[Region annotation entries]

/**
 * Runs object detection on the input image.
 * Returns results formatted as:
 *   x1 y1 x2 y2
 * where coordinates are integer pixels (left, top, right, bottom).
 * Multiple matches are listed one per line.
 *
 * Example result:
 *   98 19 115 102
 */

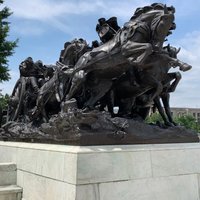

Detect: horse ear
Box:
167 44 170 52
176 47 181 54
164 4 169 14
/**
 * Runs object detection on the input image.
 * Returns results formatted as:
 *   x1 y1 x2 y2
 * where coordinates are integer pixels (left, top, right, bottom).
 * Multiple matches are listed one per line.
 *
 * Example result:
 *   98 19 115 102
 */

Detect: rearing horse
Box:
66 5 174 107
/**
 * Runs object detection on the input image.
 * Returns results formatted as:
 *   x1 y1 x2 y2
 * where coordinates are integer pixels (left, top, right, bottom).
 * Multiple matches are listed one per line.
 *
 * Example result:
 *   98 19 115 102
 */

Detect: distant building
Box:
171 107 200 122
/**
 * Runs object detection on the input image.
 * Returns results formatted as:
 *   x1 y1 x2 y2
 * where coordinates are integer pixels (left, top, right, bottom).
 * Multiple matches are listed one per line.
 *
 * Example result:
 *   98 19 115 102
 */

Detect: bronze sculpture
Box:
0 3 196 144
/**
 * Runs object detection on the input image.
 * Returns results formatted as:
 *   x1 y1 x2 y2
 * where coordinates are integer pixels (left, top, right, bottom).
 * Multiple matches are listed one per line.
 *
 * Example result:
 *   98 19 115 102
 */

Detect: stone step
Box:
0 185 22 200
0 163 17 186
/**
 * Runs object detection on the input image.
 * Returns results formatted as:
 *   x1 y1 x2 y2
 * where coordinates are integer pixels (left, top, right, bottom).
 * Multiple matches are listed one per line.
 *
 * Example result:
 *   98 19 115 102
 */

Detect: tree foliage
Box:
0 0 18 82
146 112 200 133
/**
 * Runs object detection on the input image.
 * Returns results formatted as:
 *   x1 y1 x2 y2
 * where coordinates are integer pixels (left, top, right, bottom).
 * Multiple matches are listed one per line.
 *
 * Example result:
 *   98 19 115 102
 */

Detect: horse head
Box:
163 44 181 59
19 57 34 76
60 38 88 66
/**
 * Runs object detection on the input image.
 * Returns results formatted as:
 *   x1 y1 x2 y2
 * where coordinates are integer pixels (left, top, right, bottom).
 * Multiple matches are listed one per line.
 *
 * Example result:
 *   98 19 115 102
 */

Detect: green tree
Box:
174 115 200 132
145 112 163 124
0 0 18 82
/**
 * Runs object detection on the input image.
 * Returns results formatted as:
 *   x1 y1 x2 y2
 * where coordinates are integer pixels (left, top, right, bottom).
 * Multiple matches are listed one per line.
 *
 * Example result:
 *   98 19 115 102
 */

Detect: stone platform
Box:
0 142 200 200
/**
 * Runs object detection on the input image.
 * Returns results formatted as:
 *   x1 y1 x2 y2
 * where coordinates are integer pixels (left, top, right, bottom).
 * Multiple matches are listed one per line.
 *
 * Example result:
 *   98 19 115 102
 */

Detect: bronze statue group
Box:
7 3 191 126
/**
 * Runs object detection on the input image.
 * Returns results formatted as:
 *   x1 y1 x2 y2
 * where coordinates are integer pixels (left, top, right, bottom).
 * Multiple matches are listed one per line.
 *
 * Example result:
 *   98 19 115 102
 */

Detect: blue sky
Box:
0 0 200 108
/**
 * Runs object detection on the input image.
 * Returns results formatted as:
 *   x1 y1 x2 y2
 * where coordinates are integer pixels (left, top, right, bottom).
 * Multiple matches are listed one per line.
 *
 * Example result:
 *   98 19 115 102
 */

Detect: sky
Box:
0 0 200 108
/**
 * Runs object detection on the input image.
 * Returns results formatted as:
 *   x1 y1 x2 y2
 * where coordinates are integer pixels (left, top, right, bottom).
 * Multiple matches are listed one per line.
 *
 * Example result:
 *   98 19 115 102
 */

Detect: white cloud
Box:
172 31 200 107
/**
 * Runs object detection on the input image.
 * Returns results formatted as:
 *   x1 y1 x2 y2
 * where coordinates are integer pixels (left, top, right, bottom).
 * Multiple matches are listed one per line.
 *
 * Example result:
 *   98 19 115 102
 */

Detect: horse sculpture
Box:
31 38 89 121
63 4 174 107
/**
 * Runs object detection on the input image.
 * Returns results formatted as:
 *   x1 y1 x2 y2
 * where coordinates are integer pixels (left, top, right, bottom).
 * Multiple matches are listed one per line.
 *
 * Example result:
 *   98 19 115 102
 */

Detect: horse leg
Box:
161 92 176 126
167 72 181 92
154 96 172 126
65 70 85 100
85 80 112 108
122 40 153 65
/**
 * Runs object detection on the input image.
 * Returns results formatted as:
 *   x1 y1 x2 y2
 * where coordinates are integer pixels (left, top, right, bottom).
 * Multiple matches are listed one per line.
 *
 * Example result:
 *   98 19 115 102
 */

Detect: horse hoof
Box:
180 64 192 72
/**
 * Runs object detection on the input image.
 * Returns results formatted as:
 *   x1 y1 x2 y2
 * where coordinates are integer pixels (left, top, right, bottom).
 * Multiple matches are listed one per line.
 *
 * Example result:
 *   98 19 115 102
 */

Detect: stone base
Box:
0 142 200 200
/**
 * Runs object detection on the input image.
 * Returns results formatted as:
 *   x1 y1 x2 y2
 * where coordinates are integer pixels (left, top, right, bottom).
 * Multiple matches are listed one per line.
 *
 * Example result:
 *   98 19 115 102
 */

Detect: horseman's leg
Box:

Aim
Repeat the items word for word, starting at their first line and stopping after the line that contains "60 38 88 66". Leave the pictures out of your copy.

Solved problem
/**
 * Runs object detection on the input image.
 * Returns results formatted as:
 *   x1 y1 x2 y2
 * where coordinates are integer pixels (left, top, right, bottom).
 * Multiple matches are listed one per line.
 *
 * Example result:
 *   98 19 115 102
 */


Detect: horse ear
Box:
167 44 170 52
176 47 181 54
164 4 169 14
/**
 * Runs object detection on the input image.
 * Returns results formatted as:
 *   x1 y1 x2 y2
 * where coordinates are integer pixels (left, top, right, bottom).
 * Multiple matches are listed one per line.
 *
 * Example result:
 *   98 19 115 102
 */

Detect: rearing horse
Box:
66 5 174 107
/**
 * Runs object detection on the input image.
 * Returns results formatted as:
 *   x1 y1 x2 y2
 * where coordinates are integer pixels (left, top, right, bottom).
 * Multiple matches are listed one per line.
 *
 * Example result:
 *   98 19 115 102
 */

Detect: distant building
Box:
171 107 200 122
/**
 * Runs object detection on the input image.
 * Returns results formatted as:
 *   x1 y1 x2 y2
 * where coordinates are integer pixels (left, top, right, bottom).
 * Multiple matches are listed one per line.
 *
 * Example result:
 *   98 19 115 102
 */

Detect: bronze sculpture
Box:
0 3 196 144
/**
 * Runs object detection on the input image.
 * Returns results formatted as:
 *   x1 y1 x2 y2
 * where coordinates are integer pixels (left, top, right, bottom).
 * Multiple matches are listed one per line.
 *
 * Example result:
 *   98 19 115 102
 */

Detect: stone step
Box:
0 185 22 200
0 163 17 186
/**
 * Runs object detection on the input image.
 * Returns results formatted as:
 *   x1 y1 x2 y2
 * where coordinates are integer pixels (left, top, right, bottom).
 * Multiple matches are listed one per line.
 *
 * Example result:
 *   98 19 115 102
 */

Detect: tree foliage
Box:
0 0 18 82
146 112 200 133
/**
 * Runs object detection on the input image.
 * Returns results formatted as:
 *   x1 y1 x2 y2
 * where coordinates are integer pixels (left, top, right, bottom).
 * Multiple matches are listed one per line.
 *
 * Example result:
 *   98 19 115 102
 */

Detect: horse head
Box:
163 44 181 59
19 57 34 76
60 38 88 66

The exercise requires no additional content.